### The records:
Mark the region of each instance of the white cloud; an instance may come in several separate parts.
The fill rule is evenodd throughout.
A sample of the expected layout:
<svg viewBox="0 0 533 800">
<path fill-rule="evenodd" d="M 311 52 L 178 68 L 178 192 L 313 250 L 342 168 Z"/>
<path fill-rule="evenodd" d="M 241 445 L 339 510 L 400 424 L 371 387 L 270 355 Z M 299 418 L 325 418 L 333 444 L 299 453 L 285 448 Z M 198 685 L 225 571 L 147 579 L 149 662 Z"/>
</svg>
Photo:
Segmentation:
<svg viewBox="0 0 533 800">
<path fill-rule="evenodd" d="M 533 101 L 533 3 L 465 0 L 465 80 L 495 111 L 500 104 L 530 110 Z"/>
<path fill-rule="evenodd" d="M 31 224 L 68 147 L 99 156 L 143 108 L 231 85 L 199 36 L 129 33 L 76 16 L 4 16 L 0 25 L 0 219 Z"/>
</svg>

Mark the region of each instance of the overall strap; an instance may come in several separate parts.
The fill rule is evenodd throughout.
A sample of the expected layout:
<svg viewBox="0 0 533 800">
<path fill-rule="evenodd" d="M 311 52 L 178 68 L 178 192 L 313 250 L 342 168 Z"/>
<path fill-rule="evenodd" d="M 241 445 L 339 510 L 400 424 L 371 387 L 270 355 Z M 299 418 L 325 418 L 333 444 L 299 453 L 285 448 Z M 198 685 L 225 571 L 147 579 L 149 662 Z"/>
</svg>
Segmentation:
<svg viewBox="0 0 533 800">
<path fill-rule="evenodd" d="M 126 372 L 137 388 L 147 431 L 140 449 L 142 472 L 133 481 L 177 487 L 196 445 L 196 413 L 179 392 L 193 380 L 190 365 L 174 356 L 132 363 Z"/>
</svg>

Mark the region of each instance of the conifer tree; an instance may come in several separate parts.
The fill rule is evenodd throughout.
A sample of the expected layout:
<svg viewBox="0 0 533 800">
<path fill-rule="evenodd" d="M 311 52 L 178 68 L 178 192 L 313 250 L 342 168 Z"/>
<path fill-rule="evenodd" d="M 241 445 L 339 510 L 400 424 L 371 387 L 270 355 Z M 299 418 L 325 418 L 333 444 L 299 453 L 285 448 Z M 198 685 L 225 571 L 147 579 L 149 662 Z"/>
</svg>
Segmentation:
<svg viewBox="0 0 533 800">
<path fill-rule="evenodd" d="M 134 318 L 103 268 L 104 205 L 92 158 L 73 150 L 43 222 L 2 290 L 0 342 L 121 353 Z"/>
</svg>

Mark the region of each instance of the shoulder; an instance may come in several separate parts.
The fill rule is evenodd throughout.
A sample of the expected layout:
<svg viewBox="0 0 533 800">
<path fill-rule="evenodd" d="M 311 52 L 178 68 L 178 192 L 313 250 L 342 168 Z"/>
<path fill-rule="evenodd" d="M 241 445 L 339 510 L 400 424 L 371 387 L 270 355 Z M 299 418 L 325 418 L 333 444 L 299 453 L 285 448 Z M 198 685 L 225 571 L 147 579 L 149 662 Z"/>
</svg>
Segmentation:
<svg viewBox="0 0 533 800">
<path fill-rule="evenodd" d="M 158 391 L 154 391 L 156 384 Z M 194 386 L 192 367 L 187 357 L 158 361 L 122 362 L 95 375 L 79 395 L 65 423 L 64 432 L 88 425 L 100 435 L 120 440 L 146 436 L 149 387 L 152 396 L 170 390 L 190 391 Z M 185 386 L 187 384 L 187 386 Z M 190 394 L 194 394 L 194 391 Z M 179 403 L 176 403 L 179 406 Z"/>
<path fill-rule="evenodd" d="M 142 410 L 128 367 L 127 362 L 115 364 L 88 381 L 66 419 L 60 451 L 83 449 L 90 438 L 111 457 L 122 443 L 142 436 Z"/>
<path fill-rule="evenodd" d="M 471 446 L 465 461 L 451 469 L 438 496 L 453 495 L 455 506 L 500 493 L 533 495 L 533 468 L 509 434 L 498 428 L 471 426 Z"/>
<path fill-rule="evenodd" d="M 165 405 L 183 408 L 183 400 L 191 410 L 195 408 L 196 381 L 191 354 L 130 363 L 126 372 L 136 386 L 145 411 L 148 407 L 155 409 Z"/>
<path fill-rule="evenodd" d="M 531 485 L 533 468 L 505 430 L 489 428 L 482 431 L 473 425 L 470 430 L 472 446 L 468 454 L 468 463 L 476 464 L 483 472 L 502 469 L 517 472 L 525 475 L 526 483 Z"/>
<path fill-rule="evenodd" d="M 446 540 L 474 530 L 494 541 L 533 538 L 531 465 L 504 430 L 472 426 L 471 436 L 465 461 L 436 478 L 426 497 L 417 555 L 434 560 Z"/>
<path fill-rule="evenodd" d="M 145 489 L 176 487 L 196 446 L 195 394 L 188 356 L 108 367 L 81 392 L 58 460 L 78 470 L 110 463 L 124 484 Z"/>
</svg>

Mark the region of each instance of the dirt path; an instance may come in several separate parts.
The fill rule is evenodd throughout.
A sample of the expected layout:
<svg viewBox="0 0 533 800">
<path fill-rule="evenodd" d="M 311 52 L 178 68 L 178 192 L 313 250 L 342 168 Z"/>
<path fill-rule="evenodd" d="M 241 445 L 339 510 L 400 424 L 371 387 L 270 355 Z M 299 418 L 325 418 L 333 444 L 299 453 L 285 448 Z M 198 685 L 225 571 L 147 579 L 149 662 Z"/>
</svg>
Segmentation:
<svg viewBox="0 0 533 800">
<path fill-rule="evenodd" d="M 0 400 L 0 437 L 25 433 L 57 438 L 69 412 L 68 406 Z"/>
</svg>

### Requirement:
The whole listing needs repeating. Match each line exactly.

### Solved problem:
Mark the region of each instance of the white cloud; an instance may come in several separate parts.
The fill rule is evenodd throughout.
A sample of the expected layout:
<svg viewBox="0 0 533 800">
<path fill-rule="evenodd" d="M 311 52 L 178 68 L 178 192 L 313 250 L 342 168 Z"/>
<path fill-rule="evenodd" d="M 241 445 L 339 510 L 400 424 L 371 387 L 270 355 Z M 299 418 L 325 418 L 333 444 L 299 453 L 285 448 Z M 198 685 L 225 571 L 147 579 L 149 662 Z"/>
</svg>
Photo:
Segmentation:
<svg viewBox="0 0 533 800">
<path fill-rule="evenodd" d="M 533 101 L 533 3 L 465 0 L 465 80 L 495 111 L 500 104 L 530 110 Z"/>
<path fill-rule="evenodd" d="M 31 224 L 68 147 L 99 156 L 143 108 L 231 85 L 199 36 L 129 33 L 76 16 L 4 16 L 0 25 L 0 219 Z"/>
</svg>

Mark the region of each instance of the overall strap; an instance may come in several separate parts.
The fill rule is evenodd throughout.
A sample of the expected layout:
<svg viewBox="0 0 533 800">
<path fill-rule="evenodd" d="M 311 52 L 178 68 L 178 192 L 313 250 L 342 168 Z"/>
<path fill-rule="evenodd" d="M 241 445 L 339 510 L 400 424 L 371 387 L 270 355 Z M 299 418 L 325 418 L 333 444 L 299 453 L 285 448 Z M 198 685 L 225 571 L 147 579 L 149 662 Z"/>
</svg>
Segmentation:
<svg viewBox="0 0 533 800">
<path fill-rule="evenodd" d="M 126 372 L 137 388 L 147 431 L 140 449 L 142 472 L 133 481 L 177 487 L 196 445 L 196 413 L 179 392 L 193 380 L 190 365 L 174 356 L 132 363 Z"/>
</svg>

Mark the region of each instance of the conifer tree; an instance may come in several separate parts.
The fill rule is evenodd throughout.
A sample of the expected layout:
<svg viewBox="0 0 533 800">
<path fill-rule="evenodd" d="M 311 52 L 178 68 L 178 192 L 313 250 L 342 168 Z"/>
<path fill-rule="evenodd" d="M 241 445 L 339 510 L 400 424 L 371 387 L 270 355 Z M 299 418 L 325 418 L 333 444 L 299 453 L 285 448 Z M 198 685 L 225 571 L 147 579 L 149 662 Z"/>
</svg>
Segmentation:
<svg viewBox="0 0 533 800">
<path fill-rule="evenodd" d="M 134 318 L 103 268 L 104 205 L 92 158 L 73 150 L 43 222 L 2 290 L 0 342 L 121 353 Z"/>
</svg>

Mark the region of each instance of the shoulder; an instance may come in several separate parts.
The fill rule is evenodd throughout.
A sample of the expected layout:
<svg viewBox="0 0 533 800">
<path fill-rule="evenodd" d="M 311 52 L 178 68 L 178 192 L 313 250 L 342 168 Z"/>
<path fill-rule="evenodd" d="M 241 445 L 339 510 L 400 424 L 371 387 L 270 355 Z M 299 418 L 325 418 L 333 444 L 299 453 L 285 448 Z M 198 685 L 225 571 L 147 579 L 149 662 Z"/>
</svg>
Segmentation:
<svg viewBox="0 0 533 800">
<path fill-rule="evenodd" d="M 158 391 L 154 391 L 156 384 Z M 194 386 L 192 367 L 187 357 L 158 361 L 122 362 L 95 375 L 79 395 L 65 423 L 64 432 L 88 425 L 100 435 L 120 440 L 146 436 L 149 387 L 152 396 L 170 390 L 190 391 Z M 185 386 L 187 384 L 187 386 Z M 190 394 L 194 394 L 194 391 Z M 179 403 L 176 403 L 179 406 Z"/>
<path fill-rule="evenodd" d="M 142 410 L 128 367 L 127 362 L 115 364 L 88 381 L 66 419 L 60 451 L 83 449 L 90 438 L 111 457 L 122 443 L 142 436 Z"/>
<path fill-rule="evenodd" d="M 471 446 L 465 461 L 451 469 L 438 496 L 453 495 L 455 506 L 500 493 L 533 495 L 533 468 L 509 434 L 498 428 L 471 426 Z"/>
<path fill-rule="evenodd" d="M 165 405 L 183 408 L 183 400 L 191 410 L 195 408 L 196 381 L 191 354 L 130 363 L 126 372 L 136 386 L 145 411 L 148 407 L 155 409 Z"/>
<path fill-rule="evenodd" d="M 531 485 L 533 468 L 505 430 L 489 428 L 482 431 L 473 425 L 470 430 L 472 446 L 468 454 L 468 463 L 476 464 L 483 472 L 502 469 L 517 472 L 525 475 L 526 483 Z"/>
<path fill-rule="evenodd" d="M 446 540 L 474 530 L 494 541 L 533 538 L 531 465 L 504 430 L 472 426 L 471 436 L 465 461 L 436 478 L 426 497 L 417 555 L 434 560 Z"/>
<path fill-rule="evenodd" d="M 145 489 L 176 487 L 196 446 L 195 394 L 188 356 L 108 367 L 81 392 L 58 460 L 78 470 L 110 463 L 124 484 Z"/>
</svg>

Mark the region of each instance of the dirt path; an instance may come in several separate parts.
The fill rule is evenodd throughout.
A sample of the expected layout:
<svg viewBox="0 0 533 800">
<path fill-rule="evenodd" d="M 311 52 L 178 68 L 178 192 L 313 250 L 342 168 Z"/>
<path fill-rule="evenodd" d="M 241 445 L 339 510 L 400 424 L 371 387 L 270 355 Z M 299 418 L 325 418 L 333 444 L 299 453 L 285 448 Z M 198 685 L 225 571 L 147 579 L 149 662 Z"/>
</svg>
Segmentation:
<svg viewBox="0 0 533 800">
<path fill-rule="evenodd" d="M 0 400 L 0 437 L 25 433 L 57 438 L 69 412 L 68 406 Z"/>
</svg>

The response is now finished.